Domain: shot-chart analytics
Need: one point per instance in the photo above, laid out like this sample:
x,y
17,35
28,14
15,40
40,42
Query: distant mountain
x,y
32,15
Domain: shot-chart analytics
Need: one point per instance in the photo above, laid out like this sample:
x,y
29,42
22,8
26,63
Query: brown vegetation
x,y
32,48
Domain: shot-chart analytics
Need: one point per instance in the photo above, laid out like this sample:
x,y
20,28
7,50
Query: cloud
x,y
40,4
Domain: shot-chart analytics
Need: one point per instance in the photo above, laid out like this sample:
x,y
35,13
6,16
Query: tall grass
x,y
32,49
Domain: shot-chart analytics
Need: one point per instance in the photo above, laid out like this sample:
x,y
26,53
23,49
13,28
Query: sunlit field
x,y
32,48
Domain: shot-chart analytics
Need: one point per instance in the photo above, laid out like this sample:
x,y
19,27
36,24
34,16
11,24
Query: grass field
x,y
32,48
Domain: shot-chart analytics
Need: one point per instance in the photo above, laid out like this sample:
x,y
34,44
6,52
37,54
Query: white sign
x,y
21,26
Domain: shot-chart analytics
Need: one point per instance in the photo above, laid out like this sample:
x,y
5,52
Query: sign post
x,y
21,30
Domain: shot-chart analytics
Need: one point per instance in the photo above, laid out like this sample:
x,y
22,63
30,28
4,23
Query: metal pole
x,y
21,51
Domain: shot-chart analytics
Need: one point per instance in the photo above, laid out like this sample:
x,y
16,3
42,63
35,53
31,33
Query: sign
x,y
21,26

----------

WHAT NEEDS TO BE DONE:
Give an exact copy of all the data shown above.

SOLUTION TO THIS TASK:
Domain: shot-chart analytics
Need: one point per instance in the photo above, laid out like this sample:
x,y
17,35
28,14
15,40
40,42
Query: distant mountain
x,y
32,15
Domain: shot-chart analytics
Need: one point per instance in the photo above, laid out like this sample:
x,y
29,42
22,8
26,63
Query: brown vegetation
x,y
32,48
Domain: shot-chart analytics
Need: one point per instance in the photo above, laid out like this sample:
x,y
20,28
7,50
Query: cloud
x,y
40,4
Domain: shot-chart analytics
Need: one point per instance in the photo above, laid out like this sample:
x,y
35,13
6,16
Query: tall grass
x,y
32,49
Domain: shot-chart analytics
Need: one point per instance in the photo above, laid out like this sample:
x,y
26,53
23,49
13,28
Query: sunlit field
x,y
32,48
Domain: shot-chart analytics
Need: one point per instance in the photo above, laid out like this sample:
x,y
19,27
36,24
34,16
11,24
Query: grass field
x,y
32,48
Domain: shot-chart analytics
Need: one point per instance in the photo above, laid out like this sample:
x,y
34,44
6,52
37,54
Query: white sign
x,y
21,26
Domain: shot-chart analytics
Need: one point per instance in the photo above, laid out like this sample:
x,y
5,52
Query: sign post
x,y
21,30
Domain: shot-chart analytics
Need: one point per instance in the photo above, laid out like this sample:
x,y
22,63
30,28
4,23
Query: metal pole
x,y
21,51
Domain: shot-chart analytics
Need: one point per instance in the photo above, laid out like this sample:
x,y
16,3
42,63
35,53
31,33
Query: sign
x,y
21,26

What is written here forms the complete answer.